SUPPLIED MATERIAL Start Marker
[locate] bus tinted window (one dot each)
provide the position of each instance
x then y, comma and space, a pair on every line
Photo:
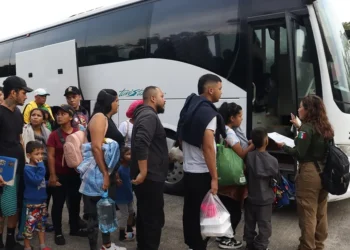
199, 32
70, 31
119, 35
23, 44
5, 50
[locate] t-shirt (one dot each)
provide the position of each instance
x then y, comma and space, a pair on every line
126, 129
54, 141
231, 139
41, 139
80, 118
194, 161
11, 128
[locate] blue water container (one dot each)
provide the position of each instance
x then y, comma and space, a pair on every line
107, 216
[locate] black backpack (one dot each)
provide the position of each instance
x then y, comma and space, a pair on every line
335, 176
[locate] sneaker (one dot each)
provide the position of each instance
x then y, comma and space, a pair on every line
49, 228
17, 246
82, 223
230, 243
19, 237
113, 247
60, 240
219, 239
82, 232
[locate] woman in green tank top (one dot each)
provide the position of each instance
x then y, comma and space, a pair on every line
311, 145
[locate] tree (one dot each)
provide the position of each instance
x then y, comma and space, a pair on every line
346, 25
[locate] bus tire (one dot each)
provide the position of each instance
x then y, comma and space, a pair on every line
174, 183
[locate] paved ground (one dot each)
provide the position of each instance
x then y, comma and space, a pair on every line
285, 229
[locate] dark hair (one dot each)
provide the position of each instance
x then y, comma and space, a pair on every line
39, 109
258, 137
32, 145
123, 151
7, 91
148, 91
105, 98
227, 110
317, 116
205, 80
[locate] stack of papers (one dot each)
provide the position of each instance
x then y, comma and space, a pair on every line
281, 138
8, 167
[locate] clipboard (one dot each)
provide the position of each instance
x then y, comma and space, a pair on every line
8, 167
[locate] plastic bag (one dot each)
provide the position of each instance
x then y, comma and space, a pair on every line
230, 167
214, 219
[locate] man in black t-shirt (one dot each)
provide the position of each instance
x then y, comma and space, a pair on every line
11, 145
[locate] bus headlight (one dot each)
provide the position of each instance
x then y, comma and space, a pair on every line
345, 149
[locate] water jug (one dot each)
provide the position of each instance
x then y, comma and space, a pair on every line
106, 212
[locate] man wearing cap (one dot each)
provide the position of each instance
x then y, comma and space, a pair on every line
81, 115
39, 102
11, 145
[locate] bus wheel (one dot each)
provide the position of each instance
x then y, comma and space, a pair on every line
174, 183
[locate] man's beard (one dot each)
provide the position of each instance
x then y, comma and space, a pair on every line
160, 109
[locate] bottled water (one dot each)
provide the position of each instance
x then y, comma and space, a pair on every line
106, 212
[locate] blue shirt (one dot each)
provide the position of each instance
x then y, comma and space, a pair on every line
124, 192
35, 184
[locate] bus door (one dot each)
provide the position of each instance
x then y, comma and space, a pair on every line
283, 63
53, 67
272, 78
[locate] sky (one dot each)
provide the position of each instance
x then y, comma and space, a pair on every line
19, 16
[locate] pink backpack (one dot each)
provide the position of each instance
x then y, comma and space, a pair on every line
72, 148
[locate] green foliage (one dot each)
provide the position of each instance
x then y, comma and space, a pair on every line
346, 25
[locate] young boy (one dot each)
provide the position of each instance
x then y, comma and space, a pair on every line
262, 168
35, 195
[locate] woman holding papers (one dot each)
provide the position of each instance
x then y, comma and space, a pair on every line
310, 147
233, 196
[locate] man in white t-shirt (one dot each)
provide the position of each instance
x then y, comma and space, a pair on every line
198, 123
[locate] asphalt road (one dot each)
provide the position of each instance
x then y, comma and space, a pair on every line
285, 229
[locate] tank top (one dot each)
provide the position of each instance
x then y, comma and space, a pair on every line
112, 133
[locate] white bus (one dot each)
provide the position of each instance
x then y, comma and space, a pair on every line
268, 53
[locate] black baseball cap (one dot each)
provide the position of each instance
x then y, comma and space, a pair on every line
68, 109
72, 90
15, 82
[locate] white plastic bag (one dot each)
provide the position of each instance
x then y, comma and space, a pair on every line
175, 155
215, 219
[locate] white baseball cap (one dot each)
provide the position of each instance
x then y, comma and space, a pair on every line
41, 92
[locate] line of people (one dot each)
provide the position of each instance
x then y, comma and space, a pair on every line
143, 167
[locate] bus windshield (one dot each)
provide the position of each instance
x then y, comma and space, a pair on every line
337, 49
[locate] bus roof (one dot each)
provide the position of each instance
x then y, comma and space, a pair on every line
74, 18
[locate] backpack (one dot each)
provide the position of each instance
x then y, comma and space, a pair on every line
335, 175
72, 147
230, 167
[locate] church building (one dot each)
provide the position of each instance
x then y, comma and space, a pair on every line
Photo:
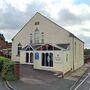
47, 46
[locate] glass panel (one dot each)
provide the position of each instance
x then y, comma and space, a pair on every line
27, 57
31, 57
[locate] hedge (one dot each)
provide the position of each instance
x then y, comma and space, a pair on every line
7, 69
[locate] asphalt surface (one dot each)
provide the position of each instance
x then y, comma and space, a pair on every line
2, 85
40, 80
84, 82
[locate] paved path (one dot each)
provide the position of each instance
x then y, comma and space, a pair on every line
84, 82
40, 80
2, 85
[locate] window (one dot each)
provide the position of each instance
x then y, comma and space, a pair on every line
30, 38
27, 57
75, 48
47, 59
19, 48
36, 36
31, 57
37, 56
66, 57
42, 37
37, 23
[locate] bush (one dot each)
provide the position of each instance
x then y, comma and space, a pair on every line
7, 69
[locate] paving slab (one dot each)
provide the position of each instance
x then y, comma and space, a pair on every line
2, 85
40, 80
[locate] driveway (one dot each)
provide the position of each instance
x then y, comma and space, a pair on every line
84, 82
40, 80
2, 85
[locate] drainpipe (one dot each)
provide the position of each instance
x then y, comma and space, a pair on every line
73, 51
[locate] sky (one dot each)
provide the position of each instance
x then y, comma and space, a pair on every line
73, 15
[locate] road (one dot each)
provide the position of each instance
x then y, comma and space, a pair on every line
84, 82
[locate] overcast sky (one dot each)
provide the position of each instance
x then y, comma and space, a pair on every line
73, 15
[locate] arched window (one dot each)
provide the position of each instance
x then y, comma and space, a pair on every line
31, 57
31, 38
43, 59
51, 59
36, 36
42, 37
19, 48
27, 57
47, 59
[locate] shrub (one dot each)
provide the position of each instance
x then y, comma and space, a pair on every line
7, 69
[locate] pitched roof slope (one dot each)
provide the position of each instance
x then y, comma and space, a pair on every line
SUPPLIED MATERIAL End Marker
- **WORK REQUIRED**
Set all of the records down once more, letter for letter, with the images removed.

- **WRITTEN ANSWER**
[locate] bus tinted window (one dot each)
provide the position of each instance
x then y, comma and space, a pair on every line
Photo:
199, 32
70, 31
119, 35
23, 44
5, 50
[locate] t-shirt (one dot each)
provide the position of each instance
x then y, comma and space, a pair on every line
126, 129
54, 141
231, 139
41, 139
80, 118
194, 161
11, 128
[locate] blue water container (one dot each)
provide the position of each instance
x then y, comma and space, a pair on every line
107, 216
[locate] black backpack (one dot each)
provide the position of each instance
x then y, comma and space, a pair on every line
335, 176
[locate] sneaker (one dot each)
provide the position of each instance
x then y, comma and space, a pair on every line
49, 228
17, 246
82, 223
230, 243
19, 237
113, 247
60, 240
219, 239
82, 232
[locate] woman in green tank top (one dot each)
provide the position of each instance
x then y, comma and space, a pair on every line
311, 145
[locate] tree (one dot each)
provide the position of each instance
x then y, comma and space, a pair on every line
346, 25
[locate] bus tire (one dot each)
provide the position of each instance
x then y, comma and space, a pair on every line
174, 183
[locate] paved ground (one dot each)
provide the position of each instance
x then y, comma and space, a pair on every line
285, 229
[locate] dark hair (one dot each)
provide the position of each instance
x then y, comma and space, a pair on every line
39, 109
258, 137
32, 145
123, 151
7, 91
148, 91
105, 98
227, 110
317, 116
205, 80
[locate] stack of papers (one dot each)
provide the position of each instance
x then y, comma and space, a pair on every line
281, 138
8, 167
[locate] clipboard (one dot each)
provide the position of each instance
x then y, comma and space, a pair on every line
8, 167
[locate] plastic bag (one dot each)
provide the position of each instance
x then y, comma and space, a pair on every line
230, 167
214, 219
[locate] man in black t-shirt (one dot each)
provide the position of each instance
x then y, comma and space, a pair on every line
11, 145
[locate] bus headlight (one dot each)
provide the position of each instance
x then y, comma and space, a pair on every line
345, 149
[locate] water jug (one dot each)
provide the position of each instance
x then y, comma and space, a pair on every line
106, 212
[locate] man wearing cap (one dot each)
provide the position of each instance
x then y, comma and space, a pair on every line
81, 115
39, 102
11, 145
[locate] bus wheel (one dot each)
provide the position of each instance
x then y, comma and space, a pair on every line
174, 183
[locate] man's beard (one dot each)
provide the position of each instance
x then y, comma and space, a pair on every line
160, 109
[locate] bottled water (one dot each)
provide the position of each instance
x then y, comma and space, a pair on every line
106, 212
[locate] blue shirt (one dot each)
provide the position of each instance
x then y, comma and space, a pair on every line
124, 192
35, 184
[locate] bus door (one dot each)
provide the position of each instance
x then y, comma and space, a pair on every line
283, 63
53, 67
272, 78
[locate] sky (one dot each)
provide the position of each instance
x then y, comma and space, a pair on every line
19, 16
[locate] pink backpack (one dot each)
provide the position of each instance
x then y, comma and space, a pair on every line
72, 148
[locate] green foliage (one dot each)
provide the position of each instance
x then y, comma and space, a pair on every line
346, 25
[locate] young boy (one dot each)
provide the position of each instance
x then y, comma and space, a pair on every line
262, 168
35, 195
[locate] woman holding papers (one dot each)
provide the position of each instance
x then y, comma and space, a pair on every line
310, 147
233, 196
[locate] man in white t-shirt (one dot each)
provide the position of each instance
x then y, comma and space, a pair on every line
198, 123
[locate] asphalt road (one dot each)
provide the position of each instance
x then y, comma and space, a pair on every line
285, 229
[locate] tank top (one dot each)
provide the position of each instance
x then y, comma and space, a pair on every line
112, 133
[locate] white bus (one dot each)
provide the position of each instance
x then y, comma and space, a pair on every line
268, 53
[locate] black baseball cap (one dot each)
provide the position of each instance
x then y, comma and space, a pair on every line
68, 109
72, 90
15, 82
[locate] white plastic bag (one dot each)
provide the position of each instance
x then y, comma and space, a pair on every line
175, 155
215, 219
[locate] white baseball cap (one dot each)
provide the position of each instance
x then y, comma and space, a pair on every line
41, 92
[locate] line of people (one dot each)
provide the position of each instance
x then y, comma and space, a pair on every line
143, 167
[locate] bus windshield (one dot each)
provide the position of each instance
x then y, comma and space, a pair on every line
337, 49
[locate] bus roof (one dot each)
provide the position of each instance
x then y, comma and space, a pair on every line
74, 18
[locate] backpack (one dot each)
provide the position of each instance
x then y, comma and space, a pair on every line
335, 175
72, 147
230, 167
[locate] church building (one dot each)
provide the position of each instance
x then y, comma and space, a pair on every line
Photo:
47, 46
[locate] glass panel (one dot each)
provide the position of each instance
x then y, comma and space, a pair on every line
27, 57
31, 57
[locate] hedge (one dot each)
provide the position of each instance
x then y, comma and space, a pair on every line
7, 69
[locate] asphalt surface (one dot each)
provide the position of each instance
x then y, comma and space, a pair on every line
2, 85
40, 80
84, 82
[locate] paved path (one dot each)
provide the position of each instance
x then y, comma and space, a pair on every line
84, 82
40, 80
2, 85
[locate] window (one dot each)
provide the position of each instance
x then y, comma and space, a pair on every line
30, 38
27, 57
75, 48
47, 59
19, 48
36, 36
31, 57
37, 56
66, 57
42, 37
37, 23
[locate] bush (one dot each)
provide the position of each instance
x then y, comma and space, a pair on every line
7, 69
[locate] paving slab (one dot each)
provide the position of each instance
x then y, comma and space, a pair on every line
2, 85
40, 80
[locate] driveway (one dot each)
provide the position of each instance
x then y, comma and space, a pair on every line
84, 82
40, 80
2, 85
[locate] drainpipe (one dot each)
provide the position of each instance
x then y, comma and space, a pair on every line
73, 51
[locate] sky (one dot each)
provide the position of each instance
x then y, comma and space, a pair on every line
73, 15
[locate] road (one dot each)
provide the position of each instance
x then y, comma and space, a pair on every line
84, 82
[locate] overcast sky (one dot each)
provide the position of each instance
x then y, comma and space, a pair on every line
73, 15
[locate] arched window (one dot each)
provide the position of each instance
x then y, comma and space, a pair on every line
31, 57
31, 38
43, 59
51, 59
36, 36
42, 37
19, 48
27, 57
47, 59
[locate] shrub (one dot each)
provide the position of each instance
x then y, comma and space, a pair on every line
7, 69
[locate] pitched roof slope (one dot each)
provide the position of each instance
x then y, comma and space, a pair on every line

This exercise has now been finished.